# Happy Birthday Kernfour



## RizFam (Feb 25, 2006)

* 
To our Special Friend Leon!! 
Hope you have a Wonderful Day!

Love,
John, Tami, John Luke, Boone & Otis 
*


----------



## huntr70 (Jul 8, 2005)

Happy Birthday, Leon!!!!


----------



## 'Ohana (May 20, 2007)

Yo! Leon, 
Have a great !! B-Day

Ed


----------



## SharonAG (Jun 18, 2005)

Leon

Hope you have a great Birthday!!!

Love to you and the family!!!

Greg, Sharon, Steph
and Wishbone too!!!!


----------



## tdvffjohn (Mar 10, 2005)

See ya in the spring

John


----------



## skippershe (May 22, 2006)

*Hope you have a wonderful day!*


----------



## Oregon_Camper (Sep 13, 2004)

Hope you have a GREAT B-Day....

**EXTRACTED MATERIAL:**
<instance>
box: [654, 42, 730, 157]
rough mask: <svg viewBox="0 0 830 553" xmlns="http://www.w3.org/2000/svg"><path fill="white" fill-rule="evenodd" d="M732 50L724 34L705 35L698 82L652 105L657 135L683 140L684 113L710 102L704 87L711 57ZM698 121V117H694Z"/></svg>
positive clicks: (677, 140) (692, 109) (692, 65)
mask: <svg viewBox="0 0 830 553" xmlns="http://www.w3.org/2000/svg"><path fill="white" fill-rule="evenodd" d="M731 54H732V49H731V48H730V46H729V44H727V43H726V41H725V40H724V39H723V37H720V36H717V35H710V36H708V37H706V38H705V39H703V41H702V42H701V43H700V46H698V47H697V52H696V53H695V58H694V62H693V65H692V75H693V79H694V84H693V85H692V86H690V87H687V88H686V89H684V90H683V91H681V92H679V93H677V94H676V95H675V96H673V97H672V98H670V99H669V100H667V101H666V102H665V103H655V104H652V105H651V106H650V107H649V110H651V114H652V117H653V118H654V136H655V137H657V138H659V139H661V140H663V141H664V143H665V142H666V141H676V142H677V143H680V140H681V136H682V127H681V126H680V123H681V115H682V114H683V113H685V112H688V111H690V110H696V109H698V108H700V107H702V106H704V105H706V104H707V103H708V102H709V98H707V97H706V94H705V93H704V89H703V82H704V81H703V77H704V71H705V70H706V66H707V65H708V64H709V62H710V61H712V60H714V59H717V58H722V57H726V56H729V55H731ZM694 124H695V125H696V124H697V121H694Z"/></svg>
* * *
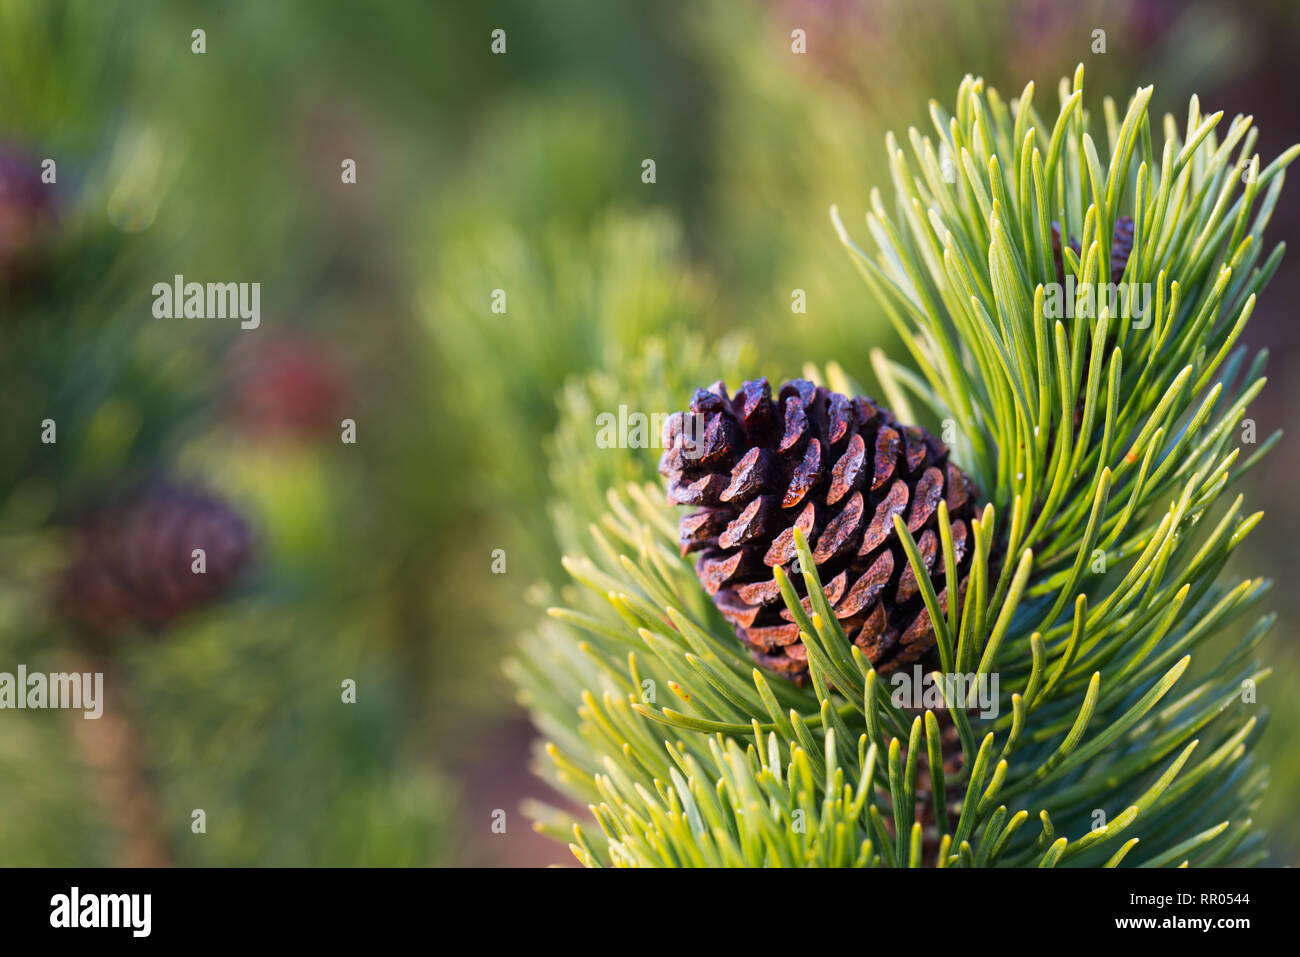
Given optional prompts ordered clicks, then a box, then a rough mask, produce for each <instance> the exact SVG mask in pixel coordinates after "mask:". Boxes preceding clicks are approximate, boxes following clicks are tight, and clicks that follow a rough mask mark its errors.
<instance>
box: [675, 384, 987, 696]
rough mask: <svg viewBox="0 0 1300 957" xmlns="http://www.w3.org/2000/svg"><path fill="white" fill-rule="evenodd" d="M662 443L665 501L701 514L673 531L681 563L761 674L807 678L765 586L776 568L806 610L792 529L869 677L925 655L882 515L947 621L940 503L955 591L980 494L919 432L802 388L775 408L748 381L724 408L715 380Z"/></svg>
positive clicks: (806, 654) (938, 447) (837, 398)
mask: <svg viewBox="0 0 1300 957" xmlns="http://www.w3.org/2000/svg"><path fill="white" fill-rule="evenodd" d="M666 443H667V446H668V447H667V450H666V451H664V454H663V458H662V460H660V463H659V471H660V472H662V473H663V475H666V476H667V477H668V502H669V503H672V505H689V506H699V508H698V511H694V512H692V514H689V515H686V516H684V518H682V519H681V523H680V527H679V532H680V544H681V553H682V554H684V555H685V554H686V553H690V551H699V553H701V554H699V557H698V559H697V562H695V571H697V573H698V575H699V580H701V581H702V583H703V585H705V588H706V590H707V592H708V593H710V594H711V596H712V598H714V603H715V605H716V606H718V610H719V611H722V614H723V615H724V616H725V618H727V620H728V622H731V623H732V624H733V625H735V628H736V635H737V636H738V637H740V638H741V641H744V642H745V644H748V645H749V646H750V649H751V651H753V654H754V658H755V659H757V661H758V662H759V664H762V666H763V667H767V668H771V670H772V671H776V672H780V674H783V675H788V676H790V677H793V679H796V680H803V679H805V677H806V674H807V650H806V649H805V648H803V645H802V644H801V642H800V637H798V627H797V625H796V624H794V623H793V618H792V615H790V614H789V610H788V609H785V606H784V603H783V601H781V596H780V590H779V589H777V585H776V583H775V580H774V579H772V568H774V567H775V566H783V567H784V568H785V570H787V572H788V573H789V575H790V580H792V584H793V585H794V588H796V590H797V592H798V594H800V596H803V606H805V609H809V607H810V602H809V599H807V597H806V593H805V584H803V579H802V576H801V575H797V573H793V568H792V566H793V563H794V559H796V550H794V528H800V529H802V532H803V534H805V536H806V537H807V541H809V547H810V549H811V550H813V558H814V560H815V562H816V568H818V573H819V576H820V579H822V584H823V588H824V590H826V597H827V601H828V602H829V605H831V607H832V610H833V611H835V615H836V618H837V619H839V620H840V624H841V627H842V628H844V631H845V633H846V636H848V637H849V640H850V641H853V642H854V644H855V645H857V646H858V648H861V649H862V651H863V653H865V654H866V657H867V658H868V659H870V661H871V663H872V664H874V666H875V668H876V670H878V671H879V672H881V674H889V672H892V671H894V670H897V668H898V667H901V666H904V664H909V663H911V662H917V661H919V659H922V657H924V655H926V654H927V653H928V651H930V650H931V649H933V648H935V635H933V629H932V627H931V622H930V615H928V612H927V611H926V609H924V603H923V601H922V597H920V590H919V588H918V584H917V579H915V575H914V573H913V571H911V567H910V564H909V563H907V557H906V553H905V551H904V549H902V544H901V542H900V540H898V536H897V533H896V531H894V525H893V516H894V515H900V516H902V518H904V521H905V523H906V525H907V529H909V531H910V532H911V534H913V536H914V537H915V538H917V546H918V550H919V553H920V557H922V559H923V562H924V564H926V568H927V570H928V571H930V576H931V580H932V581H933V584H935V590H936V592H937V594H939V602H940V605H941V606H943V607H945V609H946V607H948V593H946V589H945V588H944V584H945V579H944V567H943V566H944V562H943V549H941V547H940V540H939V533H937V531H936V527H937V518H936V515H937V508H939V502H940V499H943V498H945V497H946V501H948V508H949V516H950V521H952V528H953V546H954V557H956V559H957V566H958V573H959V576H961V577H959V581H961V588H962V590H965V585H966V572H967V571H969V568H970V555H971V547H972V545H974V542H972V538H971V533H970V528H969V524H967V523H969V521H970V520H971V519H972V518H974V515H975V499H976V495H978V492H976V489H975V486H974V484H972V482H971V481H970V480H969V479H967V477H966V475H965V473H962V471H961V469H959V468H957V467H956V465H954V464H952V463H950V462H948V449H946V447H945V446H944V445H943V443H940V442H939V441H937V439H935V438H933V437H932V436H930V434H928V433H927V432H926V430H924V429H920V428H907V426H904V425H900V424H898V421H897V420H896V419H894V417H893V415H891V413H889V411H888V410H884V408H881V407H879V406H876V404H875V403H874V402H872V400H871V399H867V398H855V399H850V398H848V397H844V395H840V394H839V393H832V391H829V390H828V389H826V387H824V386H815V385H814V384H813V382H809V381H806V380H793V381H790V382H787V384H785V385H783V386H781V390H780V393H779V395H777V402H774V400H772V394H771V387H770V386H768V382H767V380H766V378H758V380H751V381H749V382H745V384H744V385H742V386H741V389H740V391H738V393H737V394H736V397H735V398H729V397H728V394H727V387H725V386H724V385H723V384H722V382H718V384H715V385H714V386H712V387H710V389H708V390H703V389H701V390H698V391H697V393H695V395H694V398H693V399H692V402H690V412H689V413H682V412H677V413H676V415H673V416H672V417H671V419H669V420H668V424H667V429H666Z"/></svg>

**ACTIONS TO TAKE:**
[1] Report every line of the records that contains the string "clicks", treating uppercase and lowercase as different.
[2] Continue the birthday thread from the point where it stops.

**RESULTS FOR EACH TASK:**
[1]
positive clicks: (677, 140) (692, 109) (692, 65)
Given optional prompts ordered clicks, then a box, then a rough mask, produce for each <instance> the exact SVG mask in pixel coordinates after "mask:". Boxes preceding clicks are approximate, boxes following clicks are tight, and clicks that follow a rough mask mark its errors.
positive clicks: (806, 654) (938, 447) (837, 398)

[2]
----------



## NJMikeC (Mar 29, 2006)

Very late reply but Happy Birthday Leon. Look forward to seeing you a few times this year.


----------



## nonny (Aug 14, 2005)

I missed this one, too. Sorry, Leon. Hope your day was great and we get to see each other again soon, too.


----------



## wolfwood (Sep 19, 2005)

Oops! I did too, Nonny!!









Hope you had a GREAT day Leon !!!!


----------



## kernfour (Oct 17, 2005)

wolfwood said:


> Oops! I did too, Nonny!!
> 
> 
> 
> ...


Thank's for the birthday wishes . Had to work, but had a good day anyway.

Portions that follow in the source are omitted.